**Selected excerpt**.
::::::
Water produced from well treatment operations, including stimulation operations for enhancing the recovery of hydrocarbons from subterranean formations, is often laden with a significant concentration of contaminants.
A common stimulation operation is hydraulic fracturing wherein fractures are created in subterranean formations which extend from the wellbore into the rock. The rate at which fluids can be produced from the formation is increased by this operation. The treatment design generally requires the fluid to reach maximum viscosity as it enters the fracture in order to transport proppant into the formation. Viscosifying polymers are often included in the fluid in order to provide the requisite viscosity. Proppant remains in the produced fracture to prevent the complete closure of the fracture and to form a conductive channel extending from the wellbore into the treated formation. Once the high viscosity fluid has carried the proppant into the formation, breakers reduce the fluid's viscosity.
Typically, a large amount of water is used during a stimulation operation. For instance, during a hydraulic fracturing operation, water is pumped into fractures at pressures exceeding 3000 psi and flow rates exceeding 85 gallons per minute. A horizontal well with a 4,500 foot lateral bore may use about 4 to 5 million gallons of water.
In addition to facilitating settling of the proppant in the fracture, breakers also facilitate fluid flowback to the well. The fluid which returns to the surface from a fracturing operation is either flowback water or produced water. In addition to natural salinity of water in the formation, fresh water that is forced down a well during the fracturing operation tends to dissolve salts in the formation thus giving the recovered water very high salinity. Thus, flowback water typically is characterized by high salinity and dissolved solids and often contains the same chemicals which are pumped into the well. In addition, flowback water contains contaminants which are present in rock formation water. Flowback of fluids from the well requires a high volume of water. In some instances, the volume of water may be as high as 40,000 bbl.
At a point in the treatment operation, there is a transition between flowback water to produced water. Produced water contains clay, dirt, metals, chemicals and even diesel that may have been added during the operation. After the recovery of flowback fluids, an additional 10,000 to 30,000 bbl of produced water may flow for up to two years. The point at which flowback water becomes produced water is difficult to distinguish, yet may be discerned from the chemistry of flowback water versus naturally occurring water produced by the formation.
Increased interest in minimizing environmental risk from chemicals has led to the development of alternative breakers for use in high-temperature fluids. While enzymes have been used for many years, their use is often limited due to polymer specificity and thermal stability. Breakers derived from biological sources and displaying catalytic, polymer degrading activity has been reported in U.S. Pat. No. 9,090,814. Being catalytic, renewable, biodegradable and non polymer-specific, such breakers do not display the thermal denaturation limitations of enzyme breakers and thus can be used over wider temperature range. Such breakers include vitamin B1 which has now been examined for use in the recycling of flowback water and produced water.
It should be understood that the above-described discussion is provided for illustrative purposes only and is not intended to limit the scope or subject matter of the appended claims or those of any related patent application or patent. Thus, none of the appended claims or claims of any related application or patent should be limited by the above discussion or construed to address, include or exclude each or any of the above-cited features or disadvantages merely because of the mention thereof herein.
::::::
**Entries provided**.
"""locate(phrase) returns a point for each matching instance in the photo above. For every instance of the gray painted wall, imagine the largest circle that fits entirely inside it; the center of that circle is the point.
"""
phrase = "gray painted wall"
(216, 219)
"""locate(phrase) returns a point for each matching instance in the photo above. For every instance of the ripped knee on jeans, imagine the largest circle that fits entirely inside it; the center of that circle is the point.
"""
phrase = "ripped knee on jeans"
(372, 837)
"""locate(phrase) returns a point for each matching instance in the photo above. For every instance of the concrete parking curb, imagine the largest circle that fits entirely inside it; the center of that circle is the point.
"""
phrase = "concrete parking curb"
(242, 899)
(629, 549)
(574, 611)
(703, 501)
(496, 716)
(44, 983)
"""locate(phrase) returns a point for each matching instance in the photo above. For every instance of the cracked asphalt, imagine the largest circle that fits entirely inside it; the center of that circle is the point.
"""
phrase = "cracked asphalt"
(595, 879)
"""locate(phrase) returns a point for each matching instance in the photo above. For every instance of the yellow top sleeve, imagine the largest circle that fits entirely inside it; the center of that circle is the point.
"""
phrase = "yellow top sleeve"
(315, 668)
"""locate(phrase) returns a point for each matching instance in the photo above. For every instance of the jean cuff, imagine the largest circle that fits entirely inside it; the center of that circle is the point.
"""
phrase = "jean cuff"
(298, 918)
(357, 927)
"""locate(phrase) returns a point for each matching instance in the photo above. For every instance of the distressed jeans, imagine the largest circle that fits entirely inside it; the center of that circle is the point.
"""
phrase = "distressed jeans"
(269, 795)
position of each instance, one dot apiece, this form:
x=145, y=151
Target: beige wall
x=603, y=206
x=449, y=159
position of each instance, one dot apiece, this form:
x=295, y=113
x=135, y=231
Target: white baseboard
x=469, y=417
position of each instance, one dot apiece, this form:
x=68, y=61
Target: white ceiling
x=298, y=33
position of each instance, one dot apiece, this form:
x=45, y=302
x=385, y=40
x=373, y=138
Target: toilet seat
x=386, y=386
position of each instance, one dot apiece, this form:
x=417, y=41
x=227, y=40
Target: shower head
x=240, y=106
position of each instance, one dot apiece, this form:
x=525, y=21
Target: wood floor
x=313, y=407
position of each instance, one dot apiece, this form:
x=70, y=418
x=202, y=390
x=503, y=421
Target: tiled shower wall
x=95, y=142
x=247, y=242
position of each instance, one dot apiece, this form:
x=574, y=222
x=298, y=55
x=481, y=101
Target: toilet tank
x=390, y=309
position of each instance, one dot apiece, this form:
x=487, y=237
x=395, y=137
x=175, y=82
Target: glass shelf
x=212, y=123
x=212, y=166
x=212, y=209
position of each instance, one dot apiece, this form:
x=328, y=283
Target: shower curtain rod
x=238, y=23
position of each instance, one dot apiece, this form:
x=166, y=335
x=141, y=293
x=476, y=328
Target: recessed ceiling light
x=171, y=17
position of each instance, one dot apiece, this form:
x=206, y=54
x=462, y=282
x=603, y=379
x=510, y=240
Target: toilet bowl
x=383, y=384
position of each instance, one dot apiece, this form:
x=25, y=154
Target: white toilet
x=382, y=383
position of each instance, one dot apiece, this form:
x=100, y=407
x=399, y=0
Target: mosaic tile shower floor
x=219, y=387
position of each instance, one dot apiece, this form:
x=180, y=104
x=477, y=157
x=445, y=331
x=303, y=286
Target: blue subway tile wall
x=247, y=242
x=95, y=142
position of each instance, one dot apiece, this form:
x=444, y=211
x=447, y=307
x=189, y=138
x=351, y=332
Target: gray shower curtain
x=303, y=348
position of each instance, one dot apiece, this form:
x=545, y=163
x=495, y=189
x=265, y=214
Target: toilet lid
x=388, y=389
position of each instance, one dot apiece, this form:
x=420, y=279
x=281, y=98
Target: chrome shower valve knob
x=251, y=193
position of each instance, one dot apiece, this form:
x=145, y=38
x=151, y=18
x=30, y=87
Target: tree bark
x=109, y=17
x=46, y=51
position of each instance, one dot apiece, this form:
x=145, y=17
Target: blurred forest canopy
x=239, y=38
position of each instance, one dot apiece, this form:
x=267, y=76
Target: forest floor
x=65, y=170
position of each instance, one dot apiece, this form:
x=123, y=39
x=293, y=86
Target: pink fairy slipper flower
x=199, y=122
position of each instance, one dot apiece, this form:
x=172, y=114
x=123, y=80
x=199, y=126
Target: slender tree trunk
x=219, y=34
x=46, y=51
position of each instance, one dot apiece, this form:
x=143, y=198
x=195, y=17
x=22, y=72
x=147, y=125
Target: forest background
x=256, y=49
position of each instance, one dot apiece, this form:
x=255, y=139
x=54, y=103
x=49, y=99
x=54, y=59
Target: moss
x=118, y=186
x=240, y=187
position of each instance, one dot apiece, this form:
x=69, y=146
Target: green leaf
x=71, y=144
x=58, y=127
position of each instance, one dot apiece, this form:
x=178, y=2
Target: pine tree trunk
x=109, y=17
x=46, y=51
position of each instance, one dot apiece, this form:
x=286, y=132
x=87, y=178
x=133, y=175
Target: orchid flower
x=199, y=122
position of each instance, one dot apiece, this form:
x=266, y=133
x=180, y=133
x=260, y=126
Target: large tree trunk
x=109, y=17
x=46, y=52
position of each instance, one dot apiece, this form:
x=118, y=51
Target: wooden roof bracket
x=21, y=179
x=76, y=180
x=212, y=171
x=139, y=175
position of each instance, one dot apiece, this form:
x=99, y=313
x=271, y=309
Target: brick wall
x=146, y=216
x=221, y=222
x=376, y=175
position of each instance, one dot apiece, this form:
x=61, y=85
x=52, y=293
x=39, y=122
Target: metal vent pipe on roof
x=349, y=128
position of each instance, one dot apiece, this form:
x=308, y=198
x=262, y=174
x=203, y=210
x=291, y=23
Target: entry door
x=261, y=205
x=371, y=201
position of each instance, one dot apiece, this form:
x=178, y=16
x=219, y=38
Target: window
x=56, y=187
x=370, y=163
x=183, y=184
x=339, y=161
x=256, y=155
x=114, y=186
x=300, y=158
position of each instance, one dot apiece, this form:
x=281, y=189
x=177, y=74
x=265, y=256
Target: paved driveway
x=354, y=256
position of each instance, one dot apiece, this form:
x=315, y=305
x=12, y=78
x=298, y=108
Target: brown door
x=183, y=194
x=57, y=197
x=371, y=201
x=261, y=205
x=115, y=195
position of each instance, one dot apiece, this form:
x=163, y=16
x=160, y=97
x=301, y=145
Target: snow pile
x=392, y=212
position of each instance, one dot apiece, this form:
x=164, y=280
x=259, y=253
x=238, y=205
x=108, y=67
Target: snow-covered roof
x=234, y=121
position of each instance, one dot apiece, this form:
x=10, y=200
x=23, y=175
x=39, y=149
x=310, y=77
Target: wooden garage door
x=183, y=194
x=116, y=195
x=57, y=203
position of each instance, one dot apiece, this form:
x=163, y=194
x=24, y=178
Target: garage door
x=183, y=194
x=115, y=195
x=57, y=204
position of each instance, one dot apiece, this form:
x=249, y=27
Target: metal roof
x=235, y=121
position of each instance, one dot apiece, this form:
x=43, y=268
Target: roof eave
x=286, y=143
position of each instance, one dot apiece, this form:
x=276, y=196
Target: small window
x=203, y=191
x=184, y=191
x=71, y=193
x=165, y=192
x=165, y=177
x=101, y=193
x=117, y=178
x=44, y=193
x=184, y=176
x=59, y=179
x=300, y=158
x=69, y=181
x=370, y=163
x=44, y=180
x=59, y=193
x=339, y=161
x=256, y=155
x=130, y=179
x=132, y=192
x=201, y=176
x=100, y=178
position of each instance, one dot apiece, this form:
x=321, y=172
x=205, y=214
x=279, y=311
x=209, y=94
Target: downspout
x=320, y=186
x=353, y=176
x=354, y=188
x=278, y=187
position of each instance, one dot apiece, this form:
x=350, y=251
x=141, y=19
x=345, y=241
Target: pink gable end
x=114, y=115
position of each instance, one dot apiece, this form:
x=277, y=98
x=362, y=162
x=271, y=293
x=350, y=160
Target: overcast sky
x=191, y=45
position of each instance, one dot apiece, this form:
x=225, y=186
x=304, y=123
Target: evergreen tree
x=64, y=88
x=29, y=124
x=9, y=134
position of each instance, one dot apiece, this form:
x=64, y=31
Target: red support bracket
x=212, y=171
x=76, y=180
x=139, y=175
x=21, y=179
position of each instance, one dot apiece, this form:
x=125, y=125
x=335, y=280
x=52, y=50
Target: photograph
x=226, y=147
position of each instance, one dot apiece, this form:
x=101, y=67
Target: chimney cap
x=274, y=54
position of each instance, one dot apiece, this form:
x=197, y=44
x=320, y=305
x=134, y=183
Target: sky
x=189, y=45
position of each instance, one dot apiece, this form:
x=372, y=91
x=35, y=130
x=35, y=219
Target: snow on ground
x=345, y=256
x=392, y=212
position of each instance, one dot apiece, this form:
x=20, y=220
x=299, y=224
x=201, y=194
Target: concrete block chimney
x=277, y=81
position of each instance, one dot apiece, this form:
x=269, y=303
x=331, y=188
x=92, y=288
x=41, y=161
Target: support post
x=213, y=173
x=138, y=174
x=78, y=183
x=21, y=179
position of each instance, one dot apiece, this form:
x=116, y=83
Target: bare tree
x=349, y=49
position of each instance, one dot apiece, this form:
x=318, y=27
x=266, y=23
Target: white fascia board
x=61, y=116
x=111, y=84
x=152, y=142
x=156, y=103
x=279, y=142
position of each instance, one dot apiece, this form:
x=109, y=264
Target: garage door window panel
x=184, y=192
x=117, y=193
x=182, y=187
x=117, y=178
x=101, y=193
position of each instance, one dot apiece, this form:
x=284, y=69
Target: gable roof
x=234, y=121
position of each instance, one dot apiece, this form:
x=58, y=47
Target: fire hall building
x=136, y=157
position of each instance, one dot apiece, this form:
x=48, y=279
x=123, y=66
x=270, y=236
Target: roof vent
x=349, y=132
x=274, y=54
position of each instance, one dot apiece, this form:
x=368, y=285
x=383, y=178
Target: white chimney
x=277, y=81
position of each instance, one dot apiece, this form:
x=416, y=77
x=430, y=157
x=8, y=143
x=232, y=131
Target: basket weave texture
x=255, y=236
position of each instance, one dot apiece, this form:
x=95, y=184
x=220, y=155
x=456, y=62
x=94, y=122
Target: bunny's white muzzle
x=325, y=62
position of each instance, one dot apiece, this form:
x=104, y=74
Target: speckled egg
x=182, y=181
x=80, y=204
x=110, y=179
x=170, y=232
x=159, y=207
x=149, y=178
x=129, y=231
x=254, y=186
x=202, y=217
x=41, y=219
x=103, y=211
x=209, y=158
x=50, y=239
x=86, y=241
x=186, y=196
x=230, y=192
::::::
**Work order 1**.
According to the passage on fracturing water, about how much water may a horizontal well with a 4,500 foot lateral bore use?
**Work order 2**.
Please reproduce the passage on fracturing water from "Increased interest in" to "and produced water.".
The items come from a different source than the passage on fracturing water.

**Expected output 1**.
About 4 to 5 million gallons.

**Expected output 2**.
Increased interest in minimizing environmental risk from chemicals has led to the development of alternative breakers for use in high-temperature fluids. While enzymes have been used for many years, their use is often limited due to polymer specificity and thermal stability. Breakers derived from biological sources and displaying catalytic, polymer degrading activity has been reported in U.S. Pat. No. 9,090,814. Being catalytic, renewable, biodegradable and non polymer-specific, such breakers do not display the thermal denaturation limitations of enzyme breakers and thus can be used over wider temperature range. Such breakers include vitamin B1 which has now been examined for use in the recycling of flowback water and produced water.